*Given passage*

-- Begin --

RE: I,Robot Mathbox Question...

From: Jess Askey <jess_at_askey.org>
Date: Tue Feb 18 2014 - 23:10:53 EST

I guess that I might not have clarified enough actually... so this isn't the 6809 code, this is the code that is put into the mathbox. The mathbox is a custom bit-slice state machine processor made for rotating matrices and doing fast 3D math so the 6809 doesn't need to do it. Variants of it are used in Battlezone, Red Baron, Tempest and Star Wars although they are all a bit different.

>From talking to John M. He gave me a rundown of how the Mathbox is tested by the 6809 and program ROM and from his I,Robot page, it is stated that the 'black hole' message is produced from a general mathbox error. So it seems that perhaps in my case, since my Mathbox self test is passing (no timeouts and correct Y,P and R functions results) that my mathbox is seemingly good, although I still get the 'black hole' message when in attract mode and any 3D rendering is supposed to be happening.

So, the crux of where Im at is that there must be something internal to the Mathbox that is broken and is returning bad data to crash the 6809 CPU or put it into an error state. Typically, I see the 'Black Hole' message when some mathbox PROM's are acting finicky due to temperature, generally a PCB will boot with the 'Black Hole' message when cold but as the PROM's warm up, the mathbox starts working and all is fine. Along those same lines, when the CPU is cold, if you boot into self test, you will get mathbox errors until those PROM's warm up again. In my case, I have tested all my PROM's and replaced all my temperature sensitive ones so I have a solid set.

So, back to the binary example given... those 2-byte commands are 16-bit mathbox instructions and I was trying to correlate to the MAME I,Robot source that emulates these functions so I could potentially follow them and see if there was a way to determine which mathbox instruction might be causing the problem.

-- End --

*Your tasks*
a. In the I,Robot message, condense the paragraph beginning "So, the crux of where Im at" into a short bulleted list that keeps its main facts.
b. Retype the I,Robot message between "RE: I,Robot Mathbox" and "a bit different.", inclusive.

*Dataset records*

-- Begin --

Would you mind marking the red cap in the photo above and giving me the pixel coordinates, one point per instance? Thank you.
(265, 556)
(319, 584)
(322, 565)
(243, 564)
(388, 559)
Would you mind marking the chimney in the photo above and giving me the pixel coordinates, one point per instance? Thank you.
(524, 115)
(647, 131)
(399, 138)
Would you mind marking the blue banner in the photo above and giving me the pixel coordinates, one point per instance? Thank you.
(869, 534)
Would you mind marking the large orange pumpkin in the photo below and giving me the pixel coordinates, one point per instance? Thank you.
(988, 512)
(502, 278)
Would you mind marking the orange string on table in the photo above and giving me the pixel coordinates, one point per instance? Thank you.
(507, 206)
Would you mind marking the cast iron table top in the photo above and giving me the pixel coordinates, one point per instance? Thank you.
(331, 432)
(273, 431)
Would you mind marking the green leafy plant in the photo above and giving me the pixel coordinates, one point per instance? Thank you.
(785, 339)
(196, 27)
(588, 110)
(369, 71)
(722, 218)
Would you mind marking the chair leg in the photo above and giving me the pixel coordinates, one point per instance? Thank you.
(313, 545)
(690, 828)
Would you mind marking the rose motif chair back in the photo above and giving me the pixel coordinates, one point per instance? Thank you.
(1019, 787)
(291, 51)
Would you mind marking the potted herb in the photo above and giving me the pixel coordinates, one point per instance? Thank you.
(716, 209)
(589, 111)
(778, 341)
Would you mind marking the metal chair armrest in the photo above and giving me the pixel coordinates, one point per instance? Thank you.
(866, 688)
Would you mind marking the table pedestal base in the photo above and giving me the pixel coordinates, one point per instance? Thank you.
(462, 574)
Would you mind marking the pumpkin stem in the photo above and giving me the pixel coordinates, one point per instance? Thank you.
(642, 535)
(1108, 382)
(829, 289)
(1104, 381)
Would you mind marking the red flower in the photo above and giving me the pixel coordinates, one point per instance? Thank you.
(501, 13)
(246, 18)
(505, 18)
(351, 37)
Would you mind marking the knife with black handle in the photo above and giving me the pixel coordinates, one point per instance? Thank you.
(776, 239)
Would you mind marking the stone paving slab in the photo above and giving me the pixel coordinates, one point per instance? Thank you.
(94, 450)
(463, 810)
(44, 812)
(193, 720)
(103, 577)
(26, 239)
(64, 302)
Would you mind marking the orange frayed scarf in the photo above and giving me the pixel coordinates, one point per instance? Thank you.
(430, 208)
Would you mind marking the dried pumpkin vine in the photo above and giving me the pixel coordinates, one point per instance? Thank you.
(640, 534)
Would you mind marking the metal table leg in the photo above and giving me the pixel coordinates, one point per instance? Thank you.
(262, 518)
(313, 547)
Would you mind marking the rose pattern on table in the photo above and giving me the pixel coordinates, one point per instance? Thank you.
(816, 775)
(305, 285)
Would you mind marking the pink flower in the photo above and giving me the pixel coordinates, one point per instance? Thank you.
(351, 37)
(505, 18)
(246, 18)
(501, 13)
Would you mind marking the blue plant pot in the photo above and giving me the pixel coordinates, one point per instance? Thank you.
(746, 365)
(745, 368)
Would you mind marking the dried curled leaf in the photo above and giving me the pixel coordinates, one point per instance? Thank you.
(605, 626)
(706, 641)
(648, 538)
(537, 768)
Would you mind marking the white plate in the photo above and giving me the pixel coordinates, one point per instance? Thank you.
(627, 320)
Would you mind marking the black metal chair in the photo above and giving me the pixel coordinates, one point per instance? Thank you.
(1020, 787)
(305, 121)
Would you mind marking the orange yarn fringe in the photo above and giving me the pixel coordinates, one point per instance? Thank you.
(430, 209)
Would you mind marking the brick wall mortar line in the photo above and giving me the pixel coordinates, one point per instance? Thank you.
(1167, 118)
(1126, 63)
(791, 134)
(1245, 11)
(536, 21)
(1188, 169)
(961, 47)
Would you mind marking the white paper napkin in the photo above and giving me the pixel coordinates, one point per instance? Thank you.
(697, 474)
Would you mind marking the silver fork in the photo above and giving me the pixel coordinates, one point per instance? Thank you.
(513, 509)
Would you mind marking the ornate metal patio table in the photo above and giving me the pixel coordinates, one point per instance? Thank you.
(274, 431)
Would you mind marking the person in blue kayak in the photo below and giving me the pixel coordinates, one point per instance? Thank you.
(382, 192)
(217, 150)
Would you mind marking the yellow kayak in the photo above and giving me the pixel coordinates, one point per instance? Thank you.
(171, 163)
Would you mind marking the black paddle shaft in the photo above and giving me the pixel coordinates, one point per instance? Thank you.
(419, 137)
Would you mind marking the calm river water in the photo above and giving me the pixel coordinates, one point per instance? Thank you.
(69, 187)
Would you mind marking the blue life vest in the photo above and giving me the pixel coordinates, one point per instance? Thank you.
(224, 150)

-- End --

*Task answers*
a.
- Something inside the mathbox must be broken and returning bad data that crashes the 6809 CPU or puts it into an error state.
- The "Black Hole" message usually appears when some mathbox PROMs are finicky due to temperature. A board may boot with the message when cold and then work normally once the PROMs warm up.
- Likewise, booting into self test with a cold CPU gives mathbox errors until the PROMs warm up.
- In this case, all PROMs have been tested and the temperature-sensitive ones replaced, so the set is solid.

b.
RE: I,Robot Mathbox Question...

From: Jess Askey <jess_at_askey.org>
Date: Tue Feb 18 2014 - 23:10:53 EST

I guess that I might not have clarified enough actually... so this isn't the 6809 code, this is the code that is put into the mathbox. The mathbox is a custom bit-slice state machine processor made for rotating matrices and doing fast 3D math so the 6809 doesn't need to do it. Variants of it are used in Battlezone, Red Baron, Tempest and Star Wars although they are all a bit different.